Tuesday, May 14, 2013

A Modest Proposal: Drill-Ban Towns Could Just Ask Folks to Vote with Their Square Feet

I realize this idea will never fly.  But it would be much fairer than the current confiscatory state of affairs regarding shale gas in New York, where the winners don't even bother seeking to meet the losers half-way.

Rather than put in a temporary moratorium or permanent ban on drilling, New York townships could simply rent the underlying mineral rights — and then decline to use them.  It's not a solution that relies on blunt regulation, or fiat, but on compromise and horse-trading.

It's very similar to a public agency, or an environmentally minded group, buying development rights, sometimes also known as conservation easements.  These involve willing sellers, willing buyers, and prices they meet at someplace in the middle.

In New York, towns wouldn't have to lease everything.  Just a tad above 40%, on average, crazy-quilted across the landscape, would prevent any serious operator from qualifying for a state permit for anything other than an old-school vertical well.

Town leaders could just sit down with the grassroots landowner coalitions and negotiate the price on a 5- or 10-year model lease:  Joe and Josephine Landowner, Lessor, to Town of Freakout, Lessee.  And then the town would have to pay up, of course.  And, yes, you'd have to do it all over again in five or ten years, if the townspeople haven't come around to any kind of New Religion in the meanwhile.

To motivate the marketplace, a town could run it as a first-come, first-serve, limited-time-offer kind of thing — at least until its quota is reached, at which point they could close up the lease-buying shop, and the latecomers lose their chances.

Put the word out what the standing offer is, buy some lunch for a few otherwise idle notaries public, and schedule a couple signings en masse.  Possibly sync these events up with a chicken barbecue or something, and put on some heartfelt presentations in the school auditorium themed "Peace in Our Time."

People with a lot of land effectively get a discount, or possibly even a rebate, on their land taxes.  Villagers and small lot holders make up the difference.  It's an end to the bully's free lunch of getting away with just pushing people around.

Ever-mistrustful anti's would be free to boycott the proceedings by either relying instead upon their tallies of acreage that's already pledged to never (again) be put under lease.  Or by leasing all their land, for a nominal price, and for the same no-drill purpose, to an organization they feel confident will never do anything with those rights.

Vote with your square feet.

Either way, you add it all up, and you could put a rough pricetag on the preliminary costs of a community's decision to decline the opportunity shale gas poses — at least within the current climate of nagging skepticism that New York will ever be able to get its act together on this score.

The point is these bans cost something.  For those landowners willing to turn down such an opportunity, and to eat those costs on principle, I see it as a matter of private rights and choice, and I cannot object. 

But for those who demand to be compensated for something owned — something that's essentially being confiscated from them by popular will — show them the money.  To me, it's just another side to the coin of "environmental justice."

Then put the whole lease plan to a referendum, including the final costs.  If the townsfolk start back-peddling when the final bill comes due, well, then, that should tell you something about the depth of their current mania.

_Data:_
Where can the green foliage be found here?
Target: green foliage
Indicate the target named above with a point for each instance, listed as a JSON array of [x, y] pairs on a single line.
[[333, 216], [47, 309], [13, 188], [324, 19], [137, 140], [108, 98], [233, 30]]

_Exercise details:_
Copy the drill-ban proposal from "Rather than put" to "in the middle.", putting "municipalities" in place of "townships".

_Finished answer:_
Rather than put in a temporary moratorium or permanent ban on drilling, New York municipalities could simply rent the underlying mineral rights — and then decline to use them.  It's not a solution that relies on blunt regulation, or fiat, but on compromise and horse-trading.

It's very similar to a public agency, or an environmentally minded group, buying development rights, sometimes also known as conservation easements.  These involve willing sellers, willing buyers, and prices they meet at someplace in the middle.